Rewrite all of the records below with every "Target" renamed to "Label", keeping everything else the same. Leave the pictures out of your answer.

* start RECORD EXTRACTS *

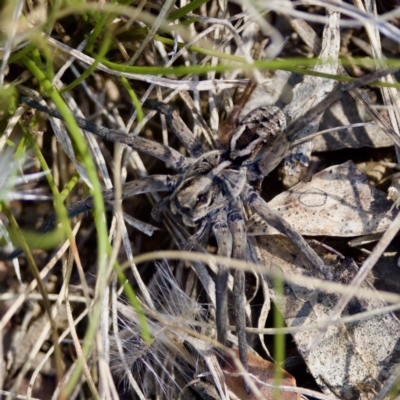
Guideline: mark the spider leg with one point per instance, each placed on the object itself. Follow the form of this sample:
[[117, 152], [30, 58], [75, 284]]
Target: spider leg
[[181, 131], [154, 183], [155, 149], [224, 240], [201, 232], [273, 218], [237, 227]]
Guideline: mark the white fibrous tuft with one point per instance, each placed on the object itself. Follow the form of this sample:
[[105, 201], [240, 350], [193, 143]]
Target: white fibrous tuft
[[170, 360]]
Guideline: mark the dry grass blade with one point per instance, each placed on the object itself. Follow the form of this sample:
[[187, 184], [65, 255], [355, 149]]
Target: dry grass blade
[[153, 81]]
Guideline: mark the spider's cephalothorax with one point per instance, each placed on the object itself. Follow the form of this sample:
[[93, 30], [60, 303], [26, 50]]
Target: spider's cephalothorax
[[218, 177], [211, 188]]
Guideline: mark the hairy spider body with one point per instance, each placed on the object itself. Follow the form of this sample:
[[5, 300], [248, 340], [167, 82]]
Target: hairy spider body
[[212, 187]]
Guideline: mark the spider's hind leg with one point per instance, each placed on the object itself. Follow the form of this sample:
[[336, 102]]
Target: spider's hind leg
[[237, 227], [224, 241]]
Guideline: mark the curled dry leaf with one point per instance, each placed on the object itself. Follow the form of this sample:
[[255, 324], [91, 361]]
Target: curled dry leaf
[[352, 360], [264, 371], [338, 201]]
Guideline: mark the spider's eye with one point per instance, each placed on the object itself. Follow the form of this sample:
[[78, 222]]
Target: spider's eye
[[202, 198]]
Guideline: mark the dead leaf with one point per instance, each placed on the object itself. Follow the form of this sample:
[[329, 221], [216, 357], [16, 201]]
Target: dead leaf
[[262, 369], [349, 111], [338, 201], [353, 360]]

* end RECORD EXTRACTS *

◆ OUTPUT OF THE EXERCISE ◆
Guideline: mark the spider leg with one point per instance, each placed on the object itself. Follow the form of this sample:
[[117, 152], [30, 58], [75, 284]]
Label: spider leg
[[181, 131], [154, 183], [155, 149], [224, 240], [201, 232], [273, 218], [237, 227]]
Guideline: mark the white fibrous tuft with one point per instance, each placed on the object itself. Follow the form of this sample:
[[105, 201], [240, 350], [193, 143]]
Label: white fibrous tuft
[[170, 360]]
Guideline: mark the dry grass blade with one point per instance, each placed on the object itself. Follow the form of this sample:
[[187, 184], [65, 255], [355, 149]]
Label: dry grass blade
[[153, 81]]
Guideline: mark the spider's cephalothorax with one point per instance, each placed on the object itself. Follow the form of this sample:
[[93, 30], [60, 303], [26, 50]]
Label: spider's cephalothorax
[[218, 177], [211, 188]]
Guideline: mark the hairy spider body with one point per instance, each placed on the object itself. Follow the form of this sample:
[[5, 300], [248, 340], [167, 82]]
Label: hairy spider body
[[212, 187]]
Guideline: mark the spider's hind leg with one point per instance, each placed on the object itself. Follow the form of this sample:
[[336, 102]]
Label: spider's hind leg
[[237, 227], [224, 241]]
Guideline: mark the curled dry leaf with one point per instance, each placed on the object itself. Follow the form of this sample:
[[255, 324], [91, 361]]
Label: curled dry leaf
[[352, 360], [264, 371], [338, 201]]
Guideline: mark the spider's eye with one point per instance, each placed on the object itself. Follow the form of this sample:
[[78, 222]]
Label: spider's eye
[[202, 198]]
Guideline: mark the dead leaf with one point per instance, each placed on the object itself. Follow the form of this sample:
[[329, 221], [216, 357], [16, 201]]
Label: dead leaf
[[262, 369], [349, 111], [338, 201], [353, 360]]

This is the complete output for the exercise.